Requirement = The full set of entries below, restated word for word and stripped of images, is the expected result.

Material for the task =
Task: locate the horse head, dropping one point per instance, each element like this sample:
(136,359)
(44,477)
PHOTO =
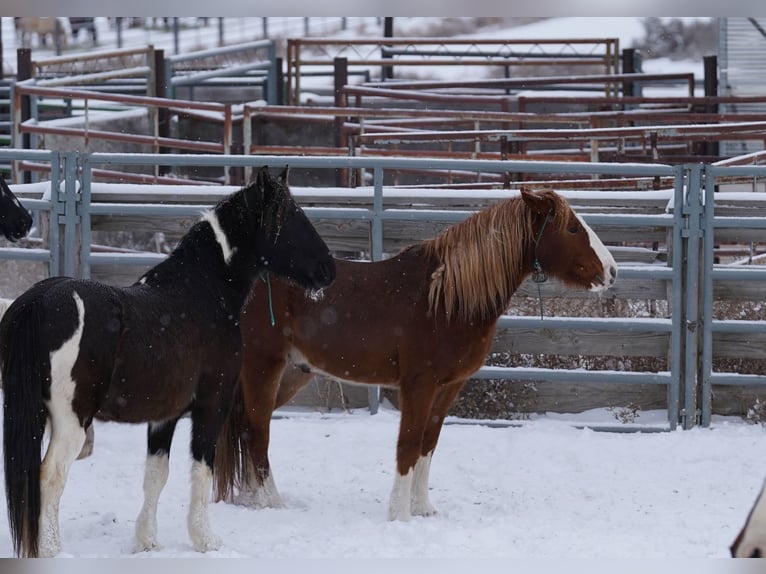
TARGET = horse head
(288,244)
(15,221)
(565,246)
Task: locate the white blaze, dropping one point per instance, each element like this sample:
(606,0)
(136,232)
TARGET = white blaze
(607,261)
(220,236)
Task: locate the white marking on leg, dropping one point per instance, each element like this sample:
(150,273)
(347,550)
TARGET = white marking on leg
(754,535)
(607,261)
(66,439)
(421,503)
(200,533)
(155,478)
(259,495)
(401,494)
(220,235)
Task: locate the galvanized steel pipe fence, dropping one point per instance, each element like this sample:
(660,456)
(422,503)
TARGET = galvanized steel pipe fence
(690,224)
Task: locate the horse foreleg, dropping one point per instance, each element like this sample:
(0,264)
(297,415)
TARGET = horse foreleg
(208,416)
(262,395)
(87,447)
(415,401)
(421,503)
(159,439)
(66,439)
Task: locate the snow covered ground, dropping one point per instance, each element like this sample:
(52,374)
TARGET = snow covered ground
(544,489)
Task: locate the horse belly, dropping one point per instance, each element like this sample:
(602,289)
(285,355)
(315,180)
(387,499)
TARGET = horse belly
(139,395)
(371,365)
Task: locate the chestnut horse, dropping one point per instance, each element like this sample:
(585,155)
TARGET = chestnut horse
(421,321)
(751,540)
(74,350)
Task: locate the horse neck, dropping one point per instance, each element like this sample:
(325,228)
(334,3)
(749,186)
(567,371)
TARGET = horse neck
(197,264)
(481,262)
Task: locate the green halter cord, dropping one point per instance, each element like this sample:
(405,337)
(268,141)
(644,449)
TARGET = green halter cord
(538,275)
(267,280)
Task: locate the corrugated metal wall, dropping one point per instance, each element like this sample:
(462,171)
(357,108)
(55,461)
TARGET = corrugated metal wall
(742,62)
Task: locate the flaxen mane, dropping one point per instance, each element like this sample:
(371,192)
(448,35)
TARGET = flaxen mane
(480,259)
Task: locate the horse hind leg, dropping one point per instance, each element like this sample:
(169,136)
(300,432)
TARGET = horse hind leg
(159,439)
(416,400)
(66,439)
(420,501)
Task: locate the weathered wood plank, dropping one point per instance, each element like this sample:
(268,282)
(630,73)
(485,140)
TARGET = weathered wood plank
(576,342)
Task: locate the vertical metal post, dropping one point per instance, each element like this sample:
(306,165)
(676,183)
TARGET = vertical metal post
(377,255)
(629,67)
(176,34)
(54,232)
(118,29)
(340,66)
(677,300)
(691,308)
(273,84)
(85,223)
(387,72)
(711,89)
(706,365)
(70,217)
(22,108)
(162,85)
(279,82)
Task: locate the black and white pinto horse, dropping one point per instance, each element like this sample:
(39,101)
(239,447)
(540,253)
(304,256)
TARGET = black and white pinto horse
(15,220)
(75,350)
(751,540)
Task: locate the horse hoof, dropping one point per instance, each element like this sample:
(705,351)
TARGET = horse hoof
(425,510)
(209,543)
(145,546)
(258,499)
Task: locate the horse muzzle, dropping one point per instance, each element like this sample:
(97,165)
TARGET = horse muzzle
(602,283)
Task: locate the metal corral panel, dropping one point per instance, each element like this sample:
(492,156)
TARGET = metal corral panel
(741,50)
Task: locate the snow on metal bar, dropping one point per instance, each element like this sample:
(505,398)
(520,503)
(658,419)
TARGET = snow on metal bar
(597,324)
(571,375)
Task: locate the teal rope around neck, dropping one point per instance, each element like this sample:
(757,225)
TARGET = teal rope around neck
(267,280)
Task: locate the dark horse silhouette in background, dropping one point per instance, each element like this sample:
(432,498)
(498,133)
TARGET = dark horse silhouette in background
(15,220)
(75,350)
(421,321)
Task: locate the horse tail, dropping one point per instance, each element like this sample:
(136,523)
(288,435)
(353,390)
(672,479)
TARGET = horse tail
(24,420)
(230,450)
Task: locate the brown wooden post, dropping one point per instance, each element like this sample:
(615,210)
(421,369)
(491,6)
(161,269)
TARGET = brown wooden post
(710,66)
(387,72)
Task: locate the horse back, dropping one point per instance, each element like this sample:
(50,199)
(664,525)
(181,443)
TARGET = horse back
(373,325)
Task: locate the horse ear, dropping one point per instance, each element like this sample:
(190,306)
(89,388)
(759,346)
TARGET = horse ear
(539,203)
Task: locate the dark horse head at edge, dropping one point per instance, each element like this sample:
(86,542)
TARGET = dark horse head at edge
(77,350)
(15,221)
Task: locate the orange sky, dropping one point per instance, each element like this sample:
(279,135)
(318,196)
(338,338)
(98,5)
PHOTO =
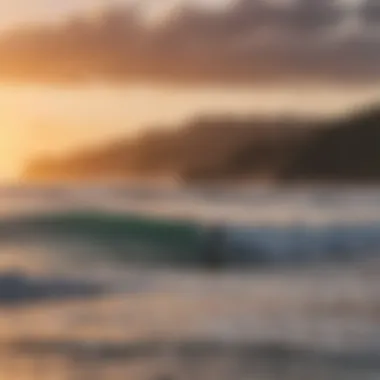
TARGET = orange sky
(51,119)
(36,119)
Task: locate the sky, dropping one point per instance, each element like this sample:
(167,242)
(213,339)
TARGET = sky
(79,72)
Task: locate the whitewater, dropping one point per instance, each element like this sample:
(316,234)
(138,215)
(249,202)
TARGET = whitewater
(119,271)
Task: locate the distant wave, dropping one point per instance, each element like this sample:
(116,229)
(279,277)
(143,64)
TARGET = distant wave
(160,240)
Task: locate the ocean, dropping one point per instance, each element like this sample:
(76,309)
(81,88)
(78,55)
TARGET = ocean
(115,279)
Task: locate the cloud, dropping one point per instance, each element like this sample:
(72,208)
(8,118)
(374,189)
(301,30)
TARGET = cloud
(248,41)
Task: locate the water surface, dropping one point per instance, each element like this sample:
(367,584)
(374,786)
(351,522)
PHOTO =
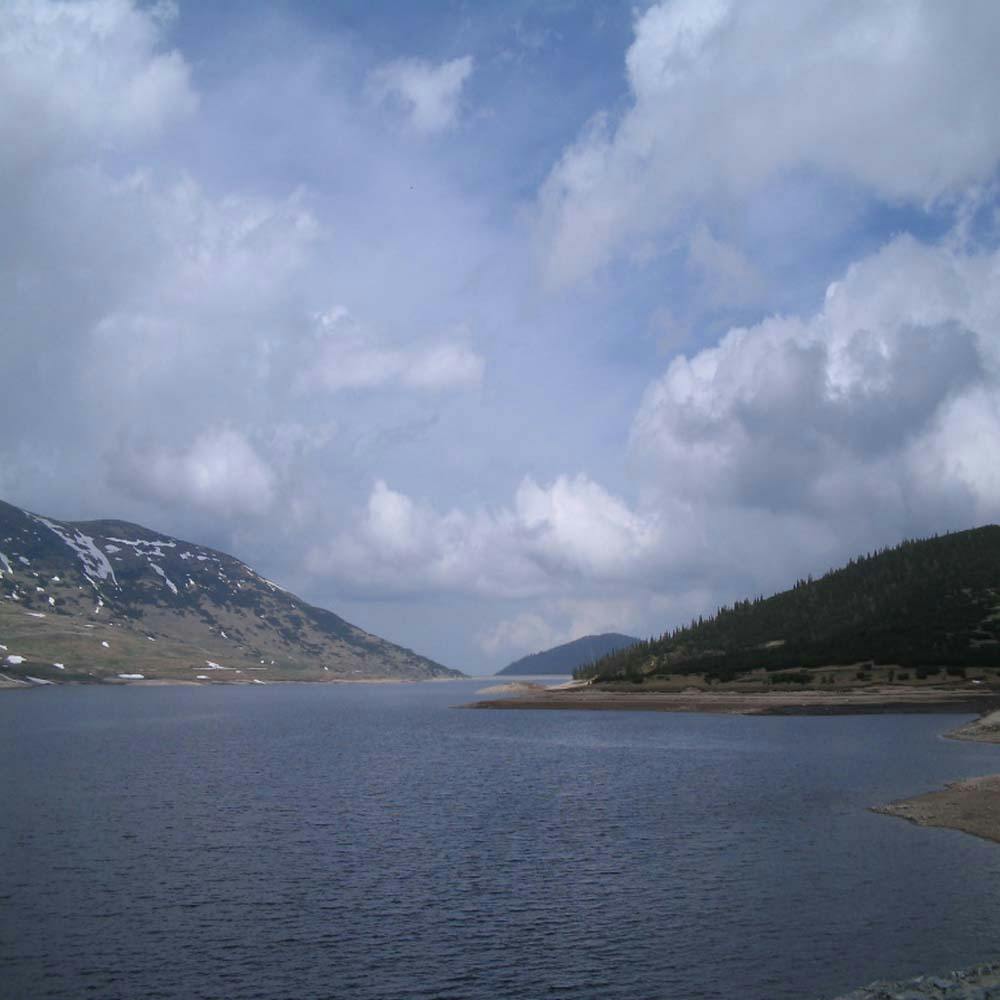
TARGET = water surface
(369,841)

Final answer =
Task: locate the horse head, dropping one point per instance, each element like this sample:
(136,359)
(44,477)
PHOTO =
TARGET = horse head
(288,244)
(15,221)
(565,246)
Task: locate the white blaze, dropping one point per instance, each element like this sample:
(606,0)
(136,232)
TARGET = white blaze
(607,261)
(220,236)
Task: locate the white marking on leg, dropping one point per instance, each element like this sample:
(150,273)
(347,550)
TARGET = white marking on leg
(754,535)
(607,261)
(66,439)
(421,503)
(200,533)
(155,478)
(259,495)
(401,494)
(220,235)
Task: locate the galvanized steel pipe fence, dropping one point per instance, each element like this sample:
(660,456)
(422,503)
TARGET = galvanized steel pipe fence
(690,224)
Task: locate the horse foreleg, dropping one point per instance, each element like this sample:
(0,264)
(297,415)
TARGET = horse foreleg
(208,416)
(262,395)
(87,447)
(415,401)
(421,503)
(159,439)
(66,439)
Task: locate the snow covered ground, dropping one point per instance, each element like this sample:
(52,374)
TARGET = snow covered ground
(544,489)
Task: locate the horse belly, dropping one point per instance, each element like this sample:
(602,289)
(285,355)
(315,180)
(387,499)
TARGET = horse belly
(139,395)
(371,365)
Task: locate the chestnut horse, dropping one point per instance, each element like this sample:
(585,155)
TARGET = chestnut horse
(421,321)
(751,540)
(74,350)
Task: locate the horse neck, dropping one point per instance, each element like this sample:
(325,228)
(334,3)
(749,186)
(567,371)
TARGET = horse neck
(197,264)
(481,262)
Task: locate the green halter cord, dropping one point per instance, each element like this sample:
(405,337)
(268,141)
(644,449)
TARGET = green halter cord
(538,275)
(267,280)
Task: locate the corrugated metal wall, dropping one point per instance, each element like this sample:
(462,171)
(357,108)
(55,461)
TARGET = corrugated metal wall
(742,62)
Task: locate the flaxen mane, dropping one point per instance, each element like this sample:
(371,192)
(448,35)
TARGET = flaxen mane
(480,259)
Task: locate the horse hind leg, dropping one point per instance, each element like this sample:
(169,136)
(300,432)
TARGET = horse hind leg
(159,439)
(416,400)
(66,439)
(420,501)
Task: locate the weathered wood plank, dropping one point per instance, each element like this sample:
(268,282)
(630,73)
(485,140)
TARGET = weathered wood plank
(576,342)
Task: locate the vertical metal post, dropping one point per instance, each element like this sample:
(306,165)
(676,183)
TARGET = vertical metal post
(377,255)
(629,67)
(176,34)
(54,232)
(118,29)
(340,66)
(677,300)
(691,308)
(273,84)
(85,223)
(387,72)
(711,89)
(706,365)
(70,217)
(22,108)
(162,85)
(279,82)
Task: locate the black and white pinto horse, dropping one point per instance, each element like this sample:
(39,101)
(239,447)
(540,253)
(304,256)
TARGET = black and white pinto horse
(15,220)
(75,350)
(751,540)
Task: locate the horse hoof, dropping one point per instance, each element like this sample:
(705,351)
TARGET = horse hoof
(425,510)
(209,543)
(145,546)
(258,499)
Task: locate the horse muzzle, dropping one point per instance, each element like this sample:
(97,165)
TARGET = horse muzzle
(602,283)
Task: locate the metal corral panel, dropping one point per instance, each element like this sample:
(492,156)
TARGET = metal corral panel
(741,50)
Task: locate the snow on metal bar, dropping one point per instance, each element like this sample:
(505,398)
(520,503)
(658,419)
TARGET = snow on metal bar
(597,324)
(571,375)
Task: locate the teal rope around neck, dropping one point per instance, each element like this sample:
(757,225)
TARGET = teal rope around neck
(267,280)
Task: locate the dark horse silhouette in background, dropping one point per instance, each element like this sample:
(432,498)
(498,133)
TARGET = dark horse silhouette in background
(15,220)
(75,350)
(421,321)
Task: locate the horse tail, dropping one point per instance, each element like this sample:
(136,523)
(288,435)
(353,390)
(672,479)
TARGET = horse tail
(24,420)
(230,450)
Task: locate the brown wooden post, dropping one point per instance, each element like this sample:
(615,210)
(421,369)
(491,6)
(161,269)
TARGET = brown wooden post
(710,66)
(387,72)
Task: locate the horse back, dropping one point per instance, each element like this sample:
(50,199)
(664,525)
(181,443)
TARGET = horse back
(373,325)
Task: locate the horse ear, dropping one point per instance, each element like this sample:
(190,306)
(89,388)
(759,346)
TARGET = horse ear
(539,203)
Task: locate the dark horse head at edge, dropping one point per instance, each element like this sample:
(86,542)
TARGET = dark horse head at edge
(77,350)
(15,221)
Task: locate the orange sky, dropping one point per instance, each element like this sample:
(279,135)
(318,196)
(338,338)
(98,5)
PHOTO =
TARGET = orange sky
(51,119)
(36,119)
Task: locate the sky, dropping one point per instance, each element like this sample:
(167,242)
(213,339)
TARGET = sky
(79,72)
Task: locate the whitewater, dropping one point per instance, each element like this sample:
(316,234)
(138,215)
(249,202)
TARGET = whitewater
(119,271)
Task: locate the distant wave, dropping one point per instance, each element like this sample:
(116,229)
(279,277)
(143,64)
TARGET = distant wave
(160,240)
Task: locate the ocean, dropping one point per instance, each element like this sample:
(76,309)
(81,88)
(78,55)
TARGET = ocean
(115,279)
Task: locate the cloud, dropping one point per instance, each element like this sample:
(72,208)
(8,118)
(374,189)
(301,30)
TARGET = cloud
(248,41)
Task: locate the water surface, dropping one point per instance, each element like this sample:
(367,584)
(374,786)
(351,522)
PHOTO =
TARGET = water surface
(369,841)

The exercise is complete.